Task statement: Set down, word for word, every line of the listing below, starting with the one that contains "ok so I need the boxes for every asphalt" and ending with the final line. Include nothing else.

· · · · · · ·

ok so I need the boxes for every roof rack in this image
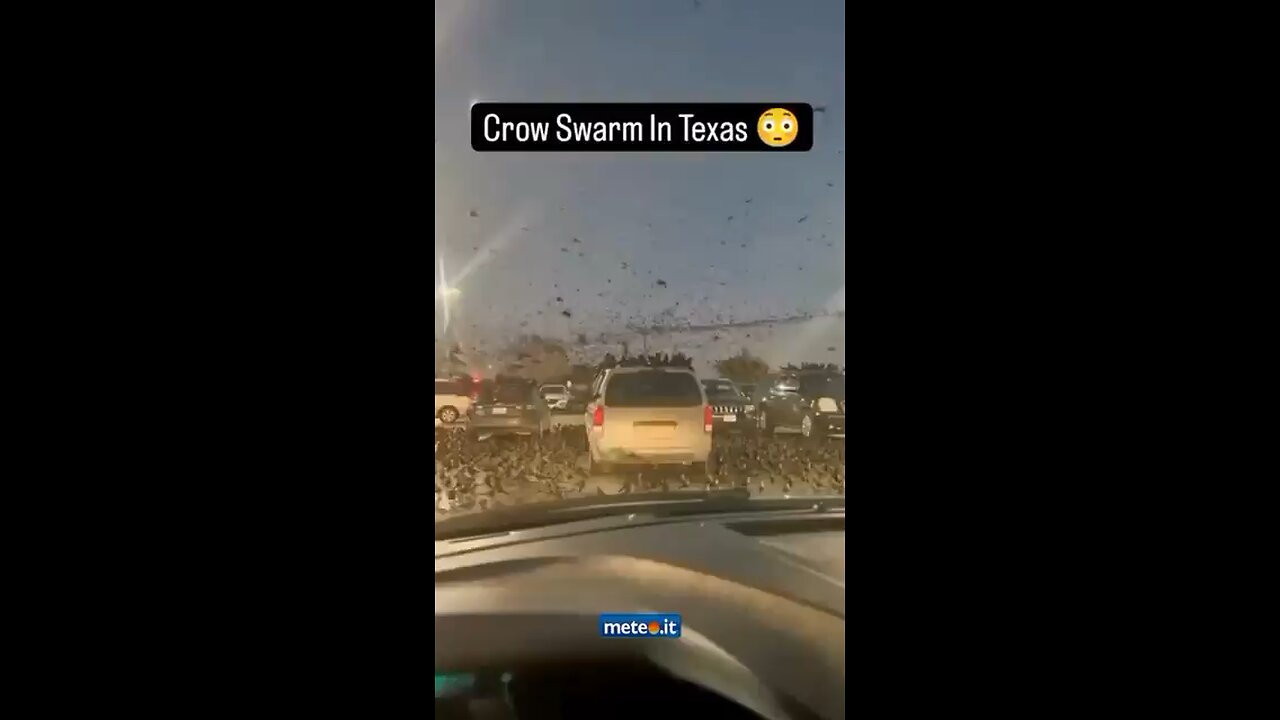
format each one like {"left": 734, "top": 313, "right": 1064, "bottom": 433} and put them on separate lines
{"left": 615, "top": 352, "right": 695, "bottom": 369}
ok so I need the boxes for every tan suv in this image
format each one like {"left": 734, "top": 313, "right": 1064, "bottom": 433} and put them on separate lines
{"left": 584, "top": 366, "right": 713, "bottom": 476}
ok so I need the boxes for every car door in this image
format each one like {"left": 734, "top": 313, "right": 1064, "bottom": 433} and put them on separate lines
{"left": 750, "top": 375, "right": 771, "bottom": 425}
{"left": 768, "top": 375, "right": 804, "bottom": 427}
{"left": 530, "top": 385, "right": 549, "bottom": 429}
{"left": 434, "top": 380, "right": 449, "bottom": 415}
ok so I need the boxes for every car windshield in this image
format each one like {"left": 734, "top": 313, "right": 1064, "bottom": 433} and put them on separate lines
{"left": 435, "top": 0, "right": 844, "bottom": 523}
{"left": 703, "top": 380, "right": 740, "bottom": 396}
{"left": 479, "top": 383, "right": 531, "bottom": 404}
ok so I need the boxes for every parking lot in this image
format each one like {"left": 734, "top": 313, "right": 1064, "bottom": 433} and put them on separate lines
{"left": 435, "top": 421, "right": 844, "bottom": 520}
{"left": 435, "top": 410, "right": 584, "bottom": 429}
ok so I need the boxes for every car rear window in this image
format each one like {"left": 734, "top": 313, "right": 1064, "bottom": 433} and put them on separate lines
{"left": 605, "top": 371, "right": 703, "bottom": 408}
{"left": 541, "top": 385, "right": 565, "bottom": 393}
{"left": 480, "top": 383, "right": 530, "bottom": 404}
{"left": 435, "top": 380, "right": 460, "bottom": 395}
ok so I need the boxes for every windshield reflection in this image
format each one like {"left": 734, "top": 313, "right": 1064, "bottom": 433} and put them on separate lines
{"left": 435, "top": 0, "right": 844, "bottom": 522}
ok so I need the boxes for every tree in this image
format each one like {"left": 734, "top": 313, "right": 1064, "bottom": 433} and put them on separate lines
{"left": 715, "top": 349, "right": 770, "bottom": 384}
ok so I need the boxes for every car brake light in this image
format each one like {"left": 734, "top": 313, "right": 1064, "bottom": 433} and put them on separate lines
{"left": 593, "top": 406, "right": 605, "bottom": 427}
{"left": 704, "top": 405, "right": 713, "bottom": 433}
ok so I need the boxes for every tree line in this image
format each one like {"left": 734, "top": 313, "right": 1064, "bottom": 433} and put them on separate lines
{"left": 439, "top": 336, "right": 839, "bottom": 387}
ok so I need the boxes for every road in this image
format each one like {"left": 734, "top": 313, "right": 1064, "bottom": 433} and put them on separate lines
{"left": 436, "top": 414, "right": 843, "bottom": 521}
{"left": 435, "top": 412, "right": 584, "bottom": 429}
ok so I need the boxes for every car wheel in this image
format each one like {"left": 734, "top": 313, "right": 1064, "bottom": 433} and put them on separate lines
{"left": 439, "top": 406, "right": 459, "bottom": 424}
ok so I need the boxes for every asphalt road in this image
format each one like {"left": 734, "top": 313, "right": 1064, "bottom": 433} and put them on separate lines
{"left": 435, "top": 411, "right": 584, "bottom": 429}
{"left": 435, "top": 420, "right": 844, "bottom": 521}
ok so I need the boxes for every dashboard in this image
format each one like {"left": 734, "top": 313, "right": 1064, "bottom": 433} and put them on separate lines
{"left": 436, "top": 506, "right": 845, "bottom": 720}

· · · · · · ·

Answer area:
ok so I need the boxes for every asphalt road in this image
format each one like {"left": 734, "top": 313, "right": 1064, "bottom": 433} and put them on separate lines
{"left": 435, "top": 411, "right": 584, "bottom": 429}
{"left": 435, "top": 420, "right": 844, "bottom": 521}
ok so I need the boxes for every dashboard in this image
format each one like {"left": 734, "top": 313, "right": 1064, "bottom": 433} and put them on separate lines
{"left": 436, "top": 506, "right": 845, "bottom": 720}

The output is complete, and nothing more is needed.